• [To do]: What is needed here is an exact repetition of the records below, beginning at the line that has "Category: building window" and stopping after the line that has "Category: wispy cloud".

Referring expression pointing data:
BEGIN

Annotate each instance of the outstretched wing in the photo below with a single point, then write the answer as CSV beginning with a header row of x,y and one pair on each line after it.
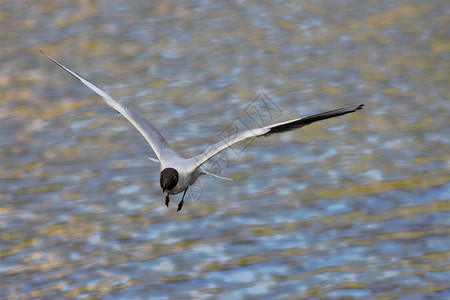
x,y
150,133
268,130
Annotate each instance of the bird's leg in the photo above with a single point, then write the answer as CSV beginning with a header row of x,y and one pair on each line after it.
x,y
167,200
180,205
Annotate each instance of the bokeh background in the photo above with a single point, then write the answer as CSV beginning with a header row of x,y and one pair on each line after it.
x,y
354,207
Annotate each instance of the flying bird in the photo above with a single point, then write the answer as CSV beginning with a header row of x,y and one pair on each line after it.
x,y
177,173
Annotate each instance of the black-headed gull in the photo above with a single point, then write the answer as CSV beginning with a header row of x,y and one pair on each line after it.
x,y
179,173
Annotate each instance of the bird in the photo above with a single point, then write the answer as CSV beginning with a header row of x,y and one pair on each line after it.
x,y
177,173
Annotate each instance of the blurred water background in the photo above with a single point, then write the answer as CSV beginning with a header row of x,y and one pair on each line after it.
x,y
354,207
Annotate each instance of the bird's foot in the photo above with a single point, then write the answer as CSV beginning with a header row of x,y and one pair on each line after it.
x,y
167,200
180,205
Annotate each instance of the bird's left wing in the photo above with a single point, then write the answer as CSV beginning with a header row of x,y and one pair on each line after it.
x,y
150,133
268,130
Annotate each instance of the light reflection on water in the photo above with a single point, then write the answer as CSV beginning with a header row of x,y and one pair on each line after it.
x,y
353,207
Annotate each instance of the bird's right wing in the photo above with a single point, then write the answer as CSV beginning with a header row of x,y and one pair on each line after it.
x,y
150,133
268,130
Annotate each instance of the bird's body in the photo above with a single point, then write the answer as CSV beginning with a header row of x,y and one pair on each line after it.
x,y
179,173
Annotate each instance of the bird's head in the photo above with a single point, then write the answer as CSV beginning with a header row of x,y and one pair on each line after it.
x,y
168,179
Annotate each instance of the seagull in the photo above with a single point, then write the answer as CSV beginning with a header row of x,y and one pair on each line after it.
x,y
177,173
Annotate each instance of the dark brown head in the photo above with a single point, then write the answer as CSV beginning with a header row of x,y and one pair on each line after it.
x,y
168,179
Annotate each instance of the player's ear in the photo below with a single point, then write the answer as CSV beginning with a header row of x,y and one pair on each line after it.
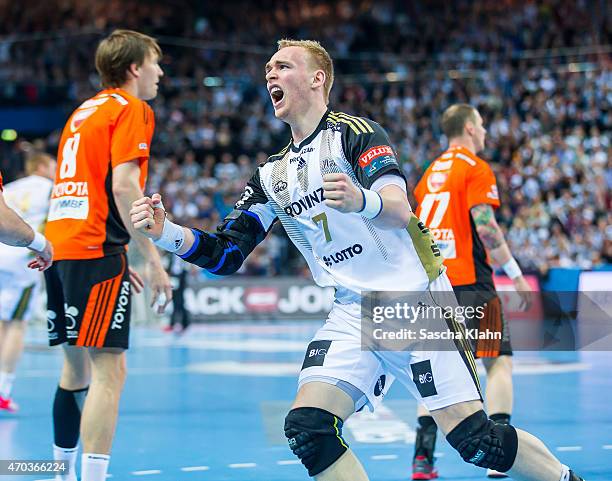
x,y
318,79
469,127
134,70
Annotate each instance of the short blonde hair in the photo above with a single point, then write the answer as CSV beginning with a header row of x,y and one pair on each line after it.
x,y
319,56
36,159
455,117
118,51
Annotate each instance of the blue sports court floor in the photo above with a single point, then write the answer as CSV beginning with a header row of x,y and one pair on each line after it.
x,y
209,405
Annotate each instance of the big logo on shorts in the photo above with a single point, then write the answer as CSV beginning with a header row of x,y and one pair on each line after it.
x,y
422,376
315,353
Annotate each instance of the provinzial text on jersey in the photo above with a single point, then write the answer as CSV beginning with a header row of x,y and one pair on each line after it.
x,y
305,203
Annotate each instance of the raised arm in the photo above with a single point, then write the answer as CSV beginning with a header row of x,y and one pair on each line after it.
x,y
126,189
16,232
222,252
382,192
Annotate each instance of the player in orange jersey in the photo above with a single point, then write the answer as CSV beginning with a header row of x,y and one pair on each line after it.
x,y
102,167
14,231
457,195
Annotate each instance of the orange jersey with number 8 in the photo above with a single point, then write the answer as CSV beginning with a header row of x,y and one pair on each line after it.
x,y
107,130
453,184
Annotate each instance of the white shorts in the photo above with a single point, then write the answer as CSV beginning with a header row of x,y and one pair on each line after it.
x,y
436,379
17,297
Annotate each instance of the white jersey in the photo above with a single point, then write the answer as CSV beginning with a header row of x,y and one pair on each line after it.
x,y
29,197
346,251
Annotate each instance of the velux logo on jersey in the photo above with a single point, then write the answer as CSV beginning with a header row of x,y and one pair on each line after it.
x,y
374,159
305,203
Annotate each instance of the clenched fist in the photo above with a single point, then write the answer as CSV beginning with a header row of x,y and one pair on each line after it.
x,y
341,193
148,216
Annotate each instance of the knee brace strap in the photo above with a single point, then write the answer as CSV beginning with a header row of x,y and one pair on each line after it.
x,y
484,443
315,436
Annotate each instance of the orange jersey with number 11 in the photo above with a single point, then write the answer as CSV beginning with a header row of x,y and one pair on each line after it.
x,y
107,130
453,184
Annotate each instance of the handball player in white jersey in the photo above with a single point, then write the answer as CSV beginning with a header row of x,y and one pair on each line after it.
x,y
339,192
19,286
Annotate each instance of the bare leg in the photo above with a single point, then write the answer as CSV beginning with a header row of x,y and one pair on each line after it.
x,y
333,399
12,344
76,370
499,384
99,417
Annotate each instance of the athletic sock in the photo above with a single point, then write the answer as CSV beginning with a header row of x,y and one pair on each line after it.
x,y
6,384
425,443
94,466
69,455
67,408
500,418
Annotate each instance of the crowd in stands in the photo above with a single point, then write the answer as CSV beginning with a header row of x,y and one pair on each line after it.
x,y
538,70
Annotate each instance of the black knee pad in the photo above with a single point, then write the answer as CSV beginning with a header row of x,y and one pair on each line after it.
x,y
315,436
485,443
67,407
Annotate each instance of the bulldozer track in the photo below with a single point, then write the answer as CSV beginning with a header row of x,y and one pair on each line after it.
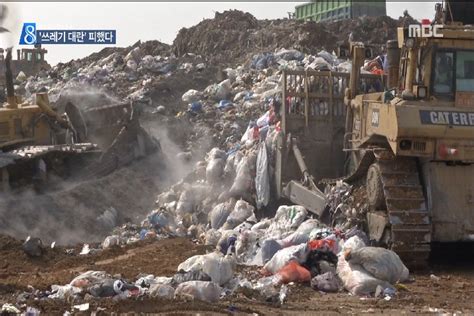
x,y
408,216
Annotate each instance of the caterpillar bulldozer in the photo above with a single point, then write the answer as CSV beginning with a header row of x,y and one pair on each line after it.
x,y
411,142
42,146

END
BEGIN

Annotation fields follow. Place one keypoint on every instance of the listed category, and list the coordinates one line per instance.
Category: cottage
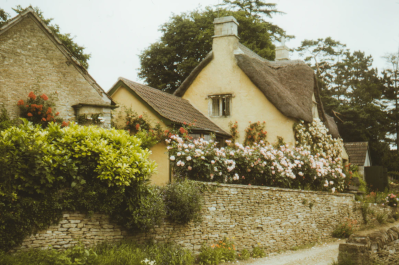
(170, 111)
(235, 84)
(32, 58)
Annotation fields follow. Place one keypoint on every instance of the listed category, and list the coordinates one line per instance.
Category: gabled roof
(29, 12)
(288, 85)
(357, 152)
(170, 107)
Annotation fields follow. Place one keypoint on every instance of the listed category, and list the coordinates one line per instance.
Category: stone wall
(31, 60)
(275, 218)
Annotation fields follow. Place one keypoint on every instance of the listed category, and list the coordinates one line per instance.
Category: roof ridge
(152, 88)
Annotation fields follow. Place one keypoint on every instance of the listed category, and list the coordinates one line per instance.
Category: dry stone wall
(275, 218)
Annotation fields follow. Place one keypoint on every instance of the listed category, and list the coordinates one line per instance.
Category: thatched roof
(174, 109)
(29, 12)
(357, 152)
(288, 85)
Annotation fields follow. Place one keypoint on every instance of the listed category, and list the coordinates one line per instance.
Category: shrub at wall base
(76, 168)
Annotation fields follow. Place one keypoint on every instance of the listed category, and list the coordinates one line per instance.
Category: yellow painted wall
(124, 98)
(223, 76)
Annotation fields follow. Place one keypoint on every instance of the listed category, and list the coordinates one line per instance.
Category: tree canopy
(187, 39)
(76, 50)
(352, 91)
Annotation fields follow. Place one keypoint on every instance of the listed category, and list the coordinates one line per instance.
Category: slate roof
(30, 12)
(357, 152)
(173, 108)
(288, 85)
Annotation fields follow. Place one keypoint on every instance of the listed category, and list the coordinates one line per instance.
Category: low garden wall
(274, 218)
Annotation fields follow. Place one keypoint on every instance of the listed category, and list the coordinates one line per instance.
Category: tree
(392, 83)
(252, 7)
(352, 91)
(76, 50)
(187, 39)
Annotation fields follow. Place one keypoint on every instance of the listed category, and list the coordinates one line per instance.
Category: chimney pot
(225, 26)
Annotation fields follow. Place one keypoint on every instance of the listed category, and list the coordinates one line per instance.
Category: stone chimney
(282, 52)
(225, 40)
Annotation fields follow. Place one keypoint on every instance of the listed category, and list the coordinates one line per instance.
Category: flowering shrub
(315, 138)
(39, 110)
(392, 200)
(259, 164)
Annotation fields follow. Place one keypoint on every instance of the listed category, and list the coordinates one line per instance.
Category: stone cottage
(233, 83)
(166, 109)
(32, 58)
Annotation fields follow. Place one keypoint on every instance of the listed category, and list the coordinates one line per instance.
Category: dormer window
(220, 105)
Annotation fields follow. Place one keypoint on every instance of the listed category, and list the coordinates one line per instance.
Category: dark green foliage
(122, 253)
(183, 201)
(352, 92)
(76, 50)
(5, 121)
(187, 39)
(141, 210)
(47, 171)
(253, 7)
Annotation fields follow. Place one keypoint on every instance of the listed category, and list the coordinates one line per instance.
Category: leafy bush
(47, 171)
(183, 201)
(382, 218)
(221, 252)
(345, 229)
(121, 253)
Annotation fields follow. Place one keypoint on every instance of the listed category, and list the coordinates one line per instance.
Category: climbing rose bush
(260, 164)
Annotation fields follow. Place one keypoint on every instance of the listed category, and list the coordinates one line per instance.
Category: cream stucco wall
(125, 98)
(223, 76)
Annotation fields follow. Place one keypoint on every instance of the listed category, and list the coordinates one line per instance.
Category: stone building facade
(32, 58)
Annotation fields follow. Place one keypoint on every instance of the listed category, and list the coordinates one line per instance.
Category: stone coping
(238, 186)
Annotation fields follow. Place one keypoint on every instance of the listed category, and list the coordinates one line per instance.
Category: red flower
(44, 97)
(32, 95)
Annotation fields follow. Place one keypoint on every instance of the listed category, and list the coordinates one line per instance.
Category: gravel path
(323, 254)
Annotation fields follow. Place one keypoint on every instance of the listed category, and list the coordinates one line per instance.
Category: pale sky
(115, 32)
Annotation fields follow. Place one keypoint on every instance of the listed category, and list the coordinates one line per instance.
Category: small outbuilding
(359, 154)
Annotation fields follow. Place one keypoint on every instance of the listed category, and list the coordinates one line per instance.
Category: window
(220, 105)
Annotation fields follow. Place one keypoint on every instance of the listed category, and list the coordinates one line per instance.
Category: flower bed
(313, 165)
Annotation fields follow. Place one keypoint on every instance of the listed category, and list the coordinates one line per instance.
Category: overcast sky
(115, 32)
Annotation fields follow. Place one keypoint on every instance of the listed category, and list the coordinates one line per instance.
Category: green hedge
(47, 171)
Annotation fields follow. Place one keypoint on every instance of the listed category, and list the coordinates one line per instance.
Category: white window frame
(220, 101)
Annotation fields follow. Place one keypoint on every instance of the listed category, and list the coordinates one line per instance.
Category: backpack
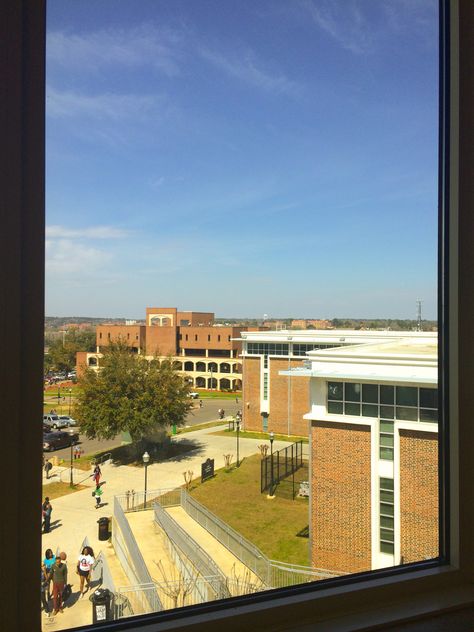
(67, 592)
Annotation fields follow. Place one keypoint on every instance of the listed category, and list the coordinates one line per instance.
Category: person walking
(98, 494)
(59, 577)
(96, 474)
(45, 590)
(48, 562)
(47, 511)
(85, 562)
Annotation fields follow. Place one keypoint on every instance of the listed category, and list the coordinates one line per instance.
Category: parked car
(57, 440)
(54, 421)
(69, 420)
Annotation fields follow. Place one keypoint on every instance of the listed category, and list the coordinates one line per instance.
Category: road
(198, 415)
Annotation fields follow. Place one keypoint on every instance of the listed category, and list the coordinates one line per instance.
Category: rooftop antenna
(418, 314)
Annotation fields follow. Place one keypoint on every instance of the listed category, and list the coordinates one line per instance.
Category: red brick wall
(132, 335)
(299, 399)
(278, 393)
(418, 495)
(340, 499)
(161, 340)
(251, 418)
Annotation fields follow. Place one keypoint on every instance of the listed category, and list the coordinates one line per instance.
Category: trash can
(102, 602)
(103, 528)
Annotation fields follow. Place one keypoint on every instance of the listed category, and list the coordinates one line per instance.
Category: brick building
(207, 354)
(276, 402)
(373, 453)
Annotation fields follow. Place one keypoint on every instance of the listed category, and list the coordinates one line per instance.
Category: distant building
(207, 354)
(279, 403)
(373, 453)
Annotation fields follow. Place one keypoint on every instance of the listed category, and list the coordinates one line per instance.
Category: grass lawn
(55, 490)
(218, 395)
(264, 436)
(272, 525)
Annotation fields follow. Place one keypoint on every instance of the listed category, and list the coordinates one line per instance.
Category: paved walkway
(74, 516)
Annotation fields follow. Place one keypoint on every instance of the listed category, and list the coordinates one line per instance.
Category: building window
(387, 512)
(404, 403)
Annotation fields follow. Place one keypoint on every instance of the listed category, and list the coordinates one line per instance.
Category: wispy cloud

END
BEGIN

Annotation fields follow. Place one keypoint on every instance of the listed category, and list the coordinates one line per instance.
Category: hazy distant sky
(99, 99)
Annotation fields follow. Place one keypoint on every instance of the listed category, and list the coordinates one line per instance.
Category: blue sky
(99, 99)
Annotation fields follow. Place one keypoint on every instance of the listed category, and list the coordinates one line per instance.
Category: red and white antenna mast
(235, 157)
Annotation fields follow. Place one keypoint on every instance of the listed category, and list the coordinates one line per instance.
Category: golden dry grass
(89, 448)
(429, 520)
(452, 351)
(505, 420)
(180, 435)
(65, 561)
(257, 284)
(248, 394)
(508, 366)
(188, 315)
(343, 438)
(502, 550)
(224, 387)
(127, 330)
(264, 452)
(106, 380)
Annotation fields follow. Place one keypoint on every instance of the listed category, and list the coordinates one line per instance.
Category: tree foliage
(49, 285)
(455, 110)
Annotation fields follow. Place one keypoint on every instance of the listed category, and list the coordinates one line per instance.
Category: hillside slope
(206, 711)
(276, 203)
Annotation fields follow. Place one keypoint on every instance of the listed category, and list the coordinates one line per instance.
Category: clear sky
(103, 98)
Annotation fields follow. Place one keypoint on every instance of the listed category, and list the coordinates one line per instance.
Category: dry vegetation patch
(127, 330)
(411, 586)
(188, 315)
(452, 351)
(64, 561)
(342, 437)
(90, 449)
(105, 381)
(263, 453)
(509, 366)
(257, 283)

END

• [Response to this task]:
Category: building window
(387, 512)
(404, 403)
Annotation fields follow. Place one keypoint on every instance of the listed category, and list the coordinates one line per instance.
Category: wispy cloud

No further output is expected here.